OBJECTIVE »
In the Wang Zixuan biography, which institution did she enter in 2010?

- Born: November 12, 1992 (age 33) Xichang, Sichuan, China
- Other names: Xia Tian, Cici
- Occupation: Actress
- Years active: 2015–present

= Wang Zixuan =

Chinese actress

Wang Zixuan (王紫璇; born 12 November 1992) is a Chinese actress known for her role as Gu Ying in the web drama Tientsin Mystic (2017).

== Early life ==
Wang Zixuan was born in Xichang, Sichuan Province, China. She began to study ballet since childhood. She entered the Central Academy of Drama in 2010, majoring in performing arts.

== Career ==
In 2015, Wang debuted in the TV series Men., playing a girl who ran an online shop. In the same year, she starred alongside Zhou Dongyu and Sun Honglei in the comedy film The Ark of Mr. Chow, portraying a "campus goddess".

In 2016, Wang starred in the historical romance drama Princess Jieyou. Then she starred alongside Chen Kun and Bai Baihe in the comedy film Chongqing Hot Pot.

[Location identification lines]
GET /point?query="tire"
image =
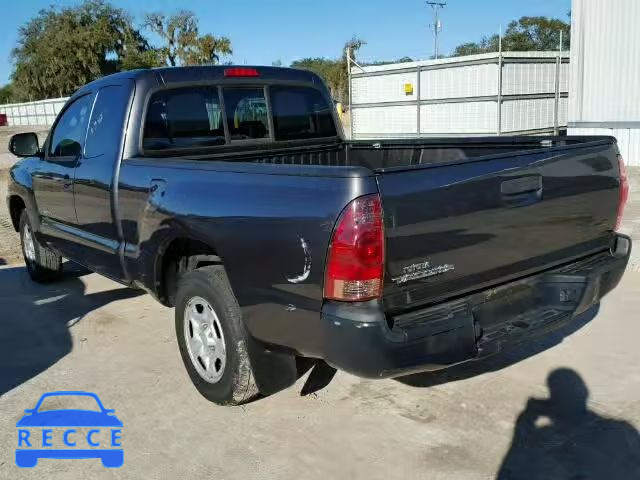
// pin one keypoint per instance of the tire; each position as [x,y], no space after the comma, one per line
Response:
[198,291]
[43,264]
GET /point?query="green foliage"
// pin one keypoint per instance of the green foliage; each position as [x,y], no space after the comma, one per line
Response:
[333,72]
[63,48]
[525,34]
[183,44]
[6,94]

FINISHED EXERCISE »
The Central Academy of Drama.